DATA UNDER STUDY ▸

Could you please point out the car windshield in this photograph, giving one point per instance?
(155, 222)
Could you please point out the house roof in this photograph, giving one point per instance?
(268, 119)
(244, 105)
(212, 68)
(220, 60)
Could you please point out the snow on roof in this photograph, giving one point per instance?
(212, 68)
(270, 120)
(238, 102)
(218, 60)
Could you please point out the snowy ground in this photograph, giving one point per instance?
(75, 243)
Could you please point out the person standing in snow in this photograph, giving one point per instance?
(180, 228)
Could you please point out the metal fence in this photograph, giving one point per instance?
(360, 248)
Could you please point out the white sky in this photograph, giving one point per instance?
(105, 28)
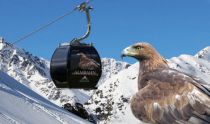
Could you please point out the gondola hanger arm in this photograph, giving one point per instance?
(83, 7)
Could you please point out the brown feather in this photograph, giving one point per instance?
(166, 95)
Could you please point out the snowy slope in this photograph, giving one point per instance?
(204, 54)
(33, 72)
(111, 102)
(20, 105)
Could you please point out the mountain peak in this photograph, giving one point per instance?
(204, 54)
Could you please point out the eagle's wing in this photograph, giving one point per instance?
(169, 96)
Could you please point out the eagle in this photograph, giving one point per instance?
(165, 95)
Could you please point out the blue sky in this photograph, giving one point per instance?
(173, 27)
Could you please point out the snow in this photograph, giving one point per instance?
(204, 54)
(33, 72)
(21, 105)
(110, 102)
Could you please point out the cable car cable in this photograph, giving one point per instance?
(79, 7)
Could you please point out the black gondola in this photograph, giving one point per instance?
(76, 64)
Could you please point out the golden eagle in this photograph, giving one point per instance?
(165, 95)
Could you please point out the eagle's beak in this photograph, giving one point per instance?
(129, 51)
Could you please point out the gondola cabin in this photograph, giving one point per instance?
(76, 66)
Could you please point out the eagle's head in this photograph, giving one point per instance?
(140, 51)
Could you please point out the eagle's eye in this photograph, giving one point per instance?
(139, 47)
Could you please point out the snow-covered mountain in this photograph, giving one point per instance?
(21, 105)
(33, 72)
(111, 101)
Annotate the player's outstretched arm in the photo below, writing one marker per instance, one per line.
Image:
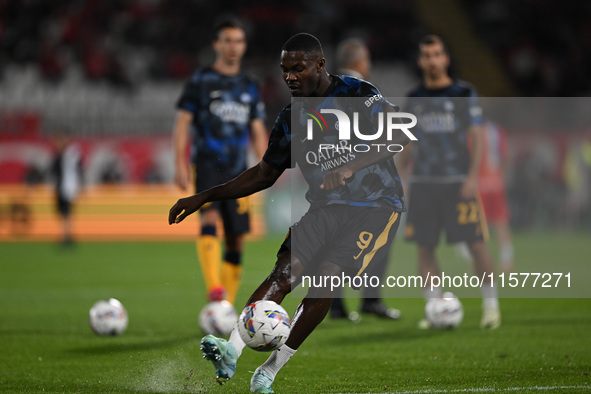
(338, 177)
(249, 182)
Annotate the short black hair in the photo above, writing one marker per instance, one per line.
(225, 24)
(304, 42)
(431, 39)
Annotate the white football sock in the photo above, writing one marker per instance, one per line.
(429, 293)
(489, 296)
(277, 360)
(236, 340)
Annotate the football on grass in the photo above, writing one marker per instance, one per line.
(108, 317)
(444, 312)
(218, 318)
(264, 325)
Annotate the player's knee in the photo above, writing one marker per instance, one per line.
(286, 272)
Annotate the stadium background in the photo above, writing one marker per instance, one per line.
(111, 71)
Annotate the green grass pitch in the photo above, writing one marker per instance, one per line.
(46, 345)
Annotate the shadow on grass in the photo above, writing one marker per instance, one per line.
(114, 345)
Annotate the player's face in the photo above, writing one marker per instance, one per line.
(302, 72)
(433, 60)
(230, 45)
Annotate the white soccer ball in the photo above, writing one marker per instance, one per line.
(108, 317)
(264, 325)
(218, 318)
(444, 312)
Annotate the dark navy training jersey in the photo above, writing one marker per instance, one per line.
(375, 186)
(444, 117)
(222, 107)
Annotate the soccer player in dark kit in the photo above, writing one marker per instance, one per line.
(444, 181)
(220, 109)
(355, 205)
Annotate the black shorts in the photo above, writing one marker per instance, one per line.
(349, 236)
(234, 213)
(434, 207)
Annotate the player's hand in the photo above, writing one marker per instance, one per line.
(184, 207)
(181, 177)
(336, 178)
(469, 188)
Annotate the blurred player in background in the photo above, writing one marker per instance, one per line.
(353, 59)
(363, 193)
(444, 181)
(491, 184)
(220, 109)
(66, 170)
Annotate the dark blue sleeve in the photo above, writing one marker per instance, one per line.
(257, 108)
(278, 154)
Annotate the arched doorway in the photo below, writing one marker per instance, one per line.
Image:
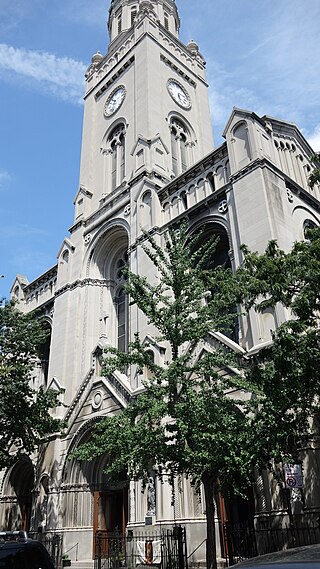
(17, 496)
(90, 498)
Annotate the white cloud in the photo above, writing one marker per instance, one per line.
(314, 139)
(62, 77)
(19, 230)
(84, 12)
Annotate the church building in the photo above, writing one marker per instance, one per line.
(147, 162)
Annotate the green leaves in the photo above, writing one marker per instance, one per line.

REQUIRED ACTION ▸ Only the last part of the records is wanted. Repeat it exactly, beginning at the line containing "Annotate the church" and ending at the final line.

RESULT OF THE EXERCISE ▸
Annotate the church building in the photo above, writing one marker per instance, one per line.
(147, 162)
Annotate the green leaves in the photo above, writing one marker per instance, one per line.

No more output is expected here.